**ABOUT THIS TASK:** Copy the part of the text on combining prediction models that begins with "Generate a set" and ends with "predictions P1, P2…Pk.", swapping every "phenotype" for "trait".

Segment Start: READING TEXT

Generate a set of all genetic variables.

Perform feature selection on the training data in order to identify an informative subset of variables (f1, f2…fn) for phenotype prediction. This can be performed using either pairwise correlation coefficients between variables and phenotype or by using random forest variable importance scores to rank the variables. Then, we can use the top 10–30% of the variables in a prediction model.

Train k independent machine learning approaches on the training data using the selected features and generate model predictions P1, P2…Pk.

Use the predictions from step 3, P1, P2…Pk and f1, f2…fn as inputs and train a “meta-level” learning algorithm using random forests. Note that this is a key step in the algorithm and generates a final prediction by blending many individual predictions in a possibly non-linear manner. The main goal is to learn the best model to combine individual models from the training data so that we can predict the phenotype as well as possible. The non-linear combination of models along with the meta-features gives us a more general predictive framework, which can accommodate different model structures and also allows the model to vary across the multi-dimensional parameter space.

Segment End: READING TEXT
Segment Start: INFORMATION SHOWN

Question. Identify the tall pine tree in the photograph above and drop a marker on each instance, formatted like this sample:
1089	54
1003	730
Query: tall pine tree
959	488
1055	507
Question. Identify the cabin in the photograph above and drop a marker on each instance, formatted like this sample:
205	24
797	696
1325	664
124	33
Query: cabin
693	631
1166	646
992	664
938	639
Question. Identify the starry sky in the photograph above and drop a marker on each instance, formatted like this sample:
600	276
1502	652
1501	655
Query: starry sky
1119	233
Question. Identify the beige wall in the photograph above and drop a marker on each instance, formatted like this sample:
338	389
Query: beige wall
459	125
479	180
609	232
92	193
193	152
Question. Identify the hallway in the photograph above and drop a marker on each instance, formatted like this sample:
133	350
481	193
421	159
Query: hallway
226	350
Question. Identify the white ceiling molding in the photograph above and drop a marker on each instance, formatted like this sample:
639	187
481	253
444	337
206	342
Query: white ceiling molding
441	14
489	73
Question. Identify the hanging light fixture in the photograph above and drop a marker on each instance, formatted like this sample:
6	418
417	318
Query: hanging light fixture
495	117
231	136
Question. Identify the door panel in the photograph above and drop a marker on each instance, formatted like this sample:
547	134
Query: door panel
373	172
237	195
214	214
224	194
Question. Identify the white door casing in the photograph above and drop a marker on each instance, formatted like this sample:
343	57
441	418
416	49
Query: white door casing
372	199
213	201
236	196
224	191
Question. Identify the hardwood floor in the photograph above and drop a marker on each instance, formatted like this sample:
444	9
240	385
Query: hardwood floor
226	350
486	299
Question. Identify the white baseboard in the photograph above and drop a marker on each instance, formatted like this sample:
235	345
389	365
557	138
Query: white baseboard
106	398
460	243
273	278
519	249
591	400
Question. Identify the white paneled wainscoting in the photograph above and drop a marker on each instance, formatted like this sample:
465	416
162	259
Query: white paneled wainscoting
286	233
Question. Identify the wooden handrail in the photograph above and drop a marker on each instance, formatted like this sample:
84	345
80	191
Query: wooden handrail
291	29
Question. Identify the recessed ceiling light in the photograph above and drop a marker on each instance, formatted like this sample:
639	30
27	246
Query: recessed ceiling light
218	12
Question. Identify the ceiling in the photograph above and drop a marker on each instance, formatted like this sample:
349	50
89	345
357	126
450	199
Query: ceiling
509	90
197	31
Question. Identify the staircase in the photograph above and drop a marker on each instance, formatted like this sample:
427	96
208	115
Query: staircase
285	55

Segment End: INFORMATION SHOWN

**SOLUTION FOR THIS TASK:**
Generate a set of all genetic variables.

Perform feature selection on the training data in order to identify an informative subset of variables (f1, f2…fn) for trait prediction. This can be performed using either pairwise correlation coefficients between variables and trait or by using random forest variable importance scores to rank the variables. Then, we can use the top 10–30% of the variables in a prediction model.

Train k independent machine learning approaches on the training data using the selected features and generate model predictions P1, P2…Pk.